| THE PROBLEM |
Rewrite the lines below, changing each occurrence of "well-known text" to "WKT" and leaving everything else untouched.

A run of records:
▶

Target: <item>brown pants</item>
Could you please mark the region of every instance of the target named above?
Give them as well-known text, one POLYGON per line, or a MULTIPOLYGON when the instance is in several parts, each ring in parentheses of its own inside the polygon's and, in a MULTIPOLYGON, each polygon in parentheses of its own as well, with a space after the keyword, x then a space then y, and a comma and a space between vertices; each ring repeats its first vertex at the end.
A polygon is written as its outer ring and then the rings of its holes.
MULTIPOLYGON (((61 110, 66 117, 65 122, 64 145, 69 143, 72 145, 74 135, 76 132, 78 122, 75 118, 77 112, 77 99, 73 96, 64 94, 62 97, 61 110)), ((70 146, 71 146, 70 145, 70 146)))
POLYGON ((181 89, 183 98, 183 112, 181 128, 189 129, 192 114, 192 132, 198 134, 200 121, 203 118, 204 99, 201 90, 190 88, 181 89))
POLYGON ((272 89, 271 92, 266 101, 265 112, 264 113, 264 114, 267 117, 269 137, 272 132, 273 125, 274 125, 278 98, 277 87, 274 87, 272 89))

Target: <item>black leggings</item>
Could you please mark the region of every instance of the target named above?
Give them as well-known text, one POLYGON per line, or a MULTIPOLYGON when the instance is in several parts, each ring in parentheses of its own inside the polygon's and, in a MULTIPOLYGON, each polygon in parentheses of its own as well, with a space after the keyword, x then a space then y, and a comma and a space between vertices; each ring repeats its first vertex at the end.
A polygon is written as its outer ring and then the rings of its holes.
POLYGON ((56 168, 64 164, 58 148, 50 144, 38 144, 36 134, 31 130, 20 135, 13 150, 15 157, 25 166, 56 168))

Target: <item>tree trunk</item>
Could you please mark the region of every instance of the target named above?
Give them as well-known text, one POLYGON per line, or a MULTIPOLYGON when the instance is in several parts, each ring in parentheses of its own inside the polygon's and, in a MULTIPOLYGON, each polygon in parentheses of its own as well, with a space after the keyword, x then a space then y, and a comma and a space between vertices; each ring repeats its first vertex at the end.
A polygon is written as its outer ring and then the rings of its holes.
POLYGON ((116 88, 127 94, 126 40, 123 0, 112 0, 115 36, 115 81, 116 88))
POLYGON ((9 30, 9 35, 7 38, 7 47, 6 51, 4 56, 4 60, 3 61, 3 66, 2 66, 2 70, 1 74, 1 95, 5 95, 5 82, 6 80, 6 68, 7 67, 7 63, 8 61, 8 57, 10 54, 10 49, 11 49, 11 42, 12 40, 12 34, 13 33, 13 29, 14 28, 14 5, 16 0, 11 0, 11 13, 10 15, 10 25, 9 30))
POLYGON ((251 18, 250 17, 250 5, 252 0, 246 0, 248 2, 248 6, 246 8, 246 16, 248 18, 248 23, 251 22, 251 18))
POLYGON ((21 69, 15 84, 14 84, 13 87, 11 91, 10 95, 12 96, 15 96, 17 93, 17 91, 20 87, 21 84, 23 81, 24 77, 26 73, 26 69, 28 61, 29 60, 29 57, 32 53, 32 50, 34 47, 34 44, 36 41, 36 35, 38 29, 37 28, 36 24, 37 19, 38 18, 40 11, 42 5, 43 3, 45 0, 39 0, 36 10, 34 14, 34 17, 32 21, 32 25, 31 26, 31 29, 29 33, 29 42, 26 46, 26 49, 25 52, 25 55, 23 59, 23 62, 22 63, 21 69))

◀

| SOLUTION |
Target: <item>brown pants</item>
Could you please mark the region of every instance of the target named above?
Give them as WKT, one POLYGON per line, or a MULTIPOLYGON when the instance is in several parts, each ring in parentheses of its own inside the polygon's and, in a MULTIPOLYGON, each polygon in parentheses of its own as well, with a space after the keyword, x then a space then y, and a comma and a space between vertices; each ring repeats its first vertex at the end.
A polygon is written as its outer ring and then the rings of its holes.
MULTIPOLYGON (((61 110, 66 117, 65 122, 64 145, 69 143, 72 145, 74 135, 76 132, 78 122, 75 118, 77 112, 77 99, 73 96, 64 94, 62 97, 61 110)), ((70 146, 71 146, 70 145, 70 146)))
POLYGON ((181 89, 183 98, 183 112, 181 128, 189 129, 192 114, 192 132, 198 134, 200 121, 203 118, 204 99, 201 90, 190 88, 181 89))
POLYGON ((272 89, 271 92, 266 101, 265 112, 264 113, 264 114, 267 117, 269 137, 272 132, 273 125, 274 125, 278 98, 277 87, 274 87, 272 89))

Target: <item>black leggings</item>
Could you please mark the region of every instance of the target named above?
Give them as WKT, one POLYGON per line, or a MULTIPOLYGON when the instance is in several parts, each ring in parentheses of its own inside the polygon's and, in a MULTIPOLYGON, each polygon in parentheses of its own as well, with a space after the keyword, x then a space then y, and a comma and a space between vertices; each ring repeats its first vertex at the end.
A polygon is written as its outer ring and then the rings of its holes.
POLYGON ((56 168, 64 164, 58 148, 50 144, 38 144, 36 134, 31 130, 20 135, 13 150, 15 157, 25 166, 56 168))

Target: <item>tree trunk</item>
Could you please mark the region of every instance of the target named above?
Give them as WKT, one POLYGON per line, or a MULTIPOLYGON when the instance is in several parts, each ring in parentheses of its own inside the polygon's and, in a MULTIPOLYGON, each polygon in parentheses of its own as well, with a space after the keyword, x then a space then y, and a comma and a space between vertices; each ring repeats its first vertex at the end.
A polygon is written as its outer ring and then the rings of its holes.
POLYGON ((116 88, 127 94, 126 40, 123 0, 112 0, 115 36, 115 81, 116 88))
POLYGON ((9 30, 9 35, 7 38, 7 47, 6 51, 4 56, 4 60, 3 61, 3 66, 2 66, 2 70, 1 74, 1 95, 5 95, 5 82, 6 80, 6 68, 7 67, 7 63, 8 61, 8 57, 10 54, 10 49, 11 49, 11 42, 12 40, 12 34, 13 33, 13 29, 14 28, 14 5, 16 0, 11 0, 11 13, 10 15, 10 25, 9 30))
POLYGON ((251 18, 250 17, 250 5, 252 0, 246 0, 248 2, 248 6, 246 8, 246 16, 248 18, 248 23, 251 22, 251 18))
POLYGON ((21 69, 15 84, 14 84, 13 87, 11 91, 10 95, 12 96, 15 96, 17 93, 17 91, 20 87, 21 84, 23 81, 24 77, 26 73, 26 69, 28 61, 29 60, 29 57, 32 53, 32 50, 34 47, 34 44, 36 41, 36 35, 38 29, 37 28, 36 24, 37 19, 38 18, 40 11, 42 5, 43 3, 45 0, 39 0, 36 10, 34 14, 34 17, 32 21, 32 25, 31 26, 31 29, 29 33, 29 42, 26 46, 26 49, 25 52, 25 55, 23 59, 23 62, 22 63, 21 69))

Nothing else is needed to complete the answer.